Directions » Which lines in the listing below contain the string "plant"? Find them and copy each one out, matching case exactly.

+++ Listed records

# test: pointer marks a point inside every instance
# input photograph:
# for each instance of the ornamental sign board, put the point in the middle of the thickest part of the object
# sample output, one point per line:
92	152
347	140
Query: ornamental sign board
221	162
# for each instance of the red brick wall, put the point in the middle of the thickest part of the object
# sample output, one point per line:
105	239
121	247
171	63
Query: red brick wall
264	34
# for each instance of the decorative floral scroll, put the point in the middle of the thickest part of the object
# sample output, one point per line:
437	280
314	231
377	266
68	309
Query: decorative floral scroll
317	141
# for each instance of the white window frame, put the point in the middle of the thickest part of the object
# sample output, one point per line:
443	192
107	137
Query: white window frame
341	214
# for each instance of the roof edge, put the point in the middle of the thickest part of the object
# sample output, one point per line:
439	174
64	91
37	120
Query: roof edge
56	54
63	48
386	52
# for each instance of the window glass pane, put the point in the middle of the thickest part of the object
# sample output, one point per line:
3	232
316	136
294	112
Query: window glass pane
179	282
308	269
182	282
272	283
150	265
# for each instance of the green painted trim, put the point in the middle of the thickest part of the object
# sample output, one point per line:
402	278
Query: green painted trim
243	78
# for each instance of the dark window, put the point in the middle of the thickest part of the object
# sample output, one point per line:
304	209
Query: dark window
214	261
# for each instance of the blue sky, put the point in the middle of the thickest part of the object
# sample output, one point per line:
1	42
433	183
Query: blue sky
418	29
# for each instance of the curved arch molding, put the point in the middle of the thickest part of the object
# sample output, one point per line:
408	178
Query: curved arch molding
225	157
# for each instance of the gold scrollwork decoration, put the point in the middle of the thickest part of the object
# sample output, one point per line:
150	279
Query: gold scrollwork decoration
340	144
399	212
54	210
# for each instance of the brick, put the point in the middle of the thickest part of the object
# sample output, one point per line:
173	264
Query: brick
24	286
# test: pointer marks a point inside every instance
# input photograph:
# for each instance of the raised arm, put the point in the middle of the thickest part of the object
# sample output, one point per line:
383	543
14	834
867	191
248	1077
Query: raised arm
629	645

++++++
+++ Listed records

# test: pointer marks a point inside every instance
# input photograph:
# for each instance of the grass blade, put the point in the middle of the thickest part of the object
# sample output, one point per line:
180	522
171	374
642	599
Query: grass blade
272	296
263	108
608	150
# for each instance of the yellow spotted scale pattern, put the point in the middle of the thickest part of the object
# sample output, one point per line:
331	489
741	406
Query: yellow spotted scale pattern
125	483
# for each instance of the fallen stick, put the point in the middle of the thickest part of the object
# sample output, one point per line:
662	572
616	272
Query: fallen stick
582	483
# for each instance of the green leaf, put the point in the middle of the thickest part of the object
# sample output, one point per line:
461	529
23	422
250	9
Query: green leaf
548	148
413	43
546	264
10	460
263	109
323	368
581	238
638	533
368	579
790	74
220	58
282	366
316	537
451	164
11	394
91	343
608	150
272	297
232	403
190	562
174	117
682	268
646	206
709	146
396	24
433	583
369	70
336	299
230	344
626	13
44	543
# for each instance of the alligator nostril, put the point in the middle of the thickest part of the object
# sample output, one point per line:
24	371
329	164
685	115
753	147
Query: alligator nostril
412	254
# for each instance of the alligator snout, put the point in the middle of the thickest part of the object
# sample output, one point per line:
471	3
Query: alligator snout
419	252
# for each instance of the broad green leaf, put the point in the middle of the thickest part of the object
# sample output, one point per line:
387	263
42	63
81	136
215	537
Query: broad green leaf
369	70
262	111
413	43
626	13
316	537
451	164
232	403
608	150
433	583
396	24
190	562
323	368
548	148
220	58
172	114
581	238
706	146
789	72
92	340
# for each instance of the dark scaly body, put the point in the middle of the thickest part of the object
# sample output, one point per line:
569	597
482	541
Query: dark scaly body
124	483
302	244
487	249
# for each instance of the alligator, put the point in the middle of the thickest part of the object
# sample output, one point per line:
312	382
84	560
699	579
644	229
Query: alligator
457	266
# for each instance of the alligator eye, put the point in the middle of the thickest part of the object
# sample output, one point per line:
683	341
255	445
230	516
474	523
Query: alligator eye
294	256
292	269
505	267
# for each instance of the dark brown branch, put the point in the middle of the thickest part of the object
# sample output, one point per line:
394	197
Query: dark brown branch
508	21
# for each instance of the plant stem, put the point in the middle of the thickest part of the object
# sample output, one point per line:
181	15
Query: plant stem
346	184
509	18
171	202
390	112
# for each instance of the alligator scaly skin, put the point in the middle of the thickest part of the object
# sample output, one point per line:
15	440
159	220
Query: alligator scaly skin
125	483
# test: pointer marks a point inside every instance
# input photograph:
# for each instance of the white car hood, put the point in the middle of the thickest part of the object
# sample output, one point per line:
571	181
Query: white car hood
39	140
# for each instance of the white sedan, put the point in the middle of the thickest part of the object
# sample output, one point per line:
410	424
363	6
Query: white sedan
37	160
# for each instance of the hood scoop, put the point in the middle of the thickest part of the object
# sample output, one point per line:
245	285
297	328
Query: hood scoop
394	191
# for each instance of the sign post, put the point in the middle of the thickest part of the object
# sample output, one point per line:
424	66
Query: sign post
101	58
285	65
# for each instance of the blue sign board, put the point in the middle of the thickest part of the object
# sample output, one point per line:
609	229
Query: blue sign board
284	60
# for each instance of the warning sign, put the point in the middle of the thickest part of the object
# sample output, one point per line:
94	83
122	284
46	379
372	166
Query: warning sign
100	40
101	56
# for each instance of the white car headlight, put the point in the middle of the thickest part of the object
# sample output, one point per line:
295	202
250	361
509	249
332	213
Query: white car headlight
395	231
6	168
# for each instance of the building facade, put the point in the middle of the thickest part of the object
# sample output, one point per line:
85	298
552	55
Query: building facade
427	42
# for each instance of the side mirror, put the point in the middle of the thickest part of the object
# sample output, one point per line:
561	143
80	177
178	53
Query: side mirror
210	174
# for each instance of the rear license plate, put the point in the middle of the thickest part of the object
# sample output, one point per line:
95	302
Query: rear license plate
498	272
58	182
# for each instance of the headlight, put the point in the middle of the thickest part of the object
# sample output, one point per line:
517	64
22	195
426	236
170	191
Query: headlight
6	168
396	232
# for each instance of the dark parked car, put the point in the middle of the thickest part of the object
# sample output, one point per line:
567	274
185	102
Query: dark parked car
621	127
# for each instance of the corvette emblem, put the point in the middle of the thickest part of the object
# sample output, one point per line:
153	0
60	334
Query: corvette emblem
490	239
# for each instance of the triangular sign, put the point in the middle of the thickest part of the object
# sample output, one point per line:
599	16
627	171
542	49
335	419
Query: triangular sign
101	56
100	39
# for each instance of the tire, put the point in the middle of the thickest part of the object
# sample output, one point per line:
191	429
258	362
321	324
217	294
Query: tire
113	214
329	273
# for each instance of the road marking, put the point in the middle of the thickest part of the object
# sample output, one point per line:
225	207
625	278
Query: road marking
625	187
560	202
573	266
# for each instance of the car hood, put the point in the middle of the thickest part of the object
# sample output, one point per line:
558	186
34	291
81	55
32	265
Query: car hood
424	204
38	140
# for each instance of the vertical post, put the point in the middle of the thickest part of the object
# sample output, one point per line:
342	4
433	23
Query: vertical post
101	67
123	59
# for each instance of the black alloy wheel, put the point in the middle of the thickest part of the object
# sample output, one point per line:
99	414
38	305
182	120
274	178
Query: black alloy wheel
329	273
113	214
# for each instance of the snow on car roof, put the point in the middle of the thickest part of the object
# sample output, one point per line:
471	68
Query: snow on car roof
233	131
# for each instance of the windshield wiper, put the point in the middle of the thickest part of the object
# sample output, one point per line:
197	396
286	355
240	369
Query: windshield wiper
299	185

++++++

Solution to this task »
# for each instance of the plant stem, put the point in the middle of the thickest part of the object
Query: plant stem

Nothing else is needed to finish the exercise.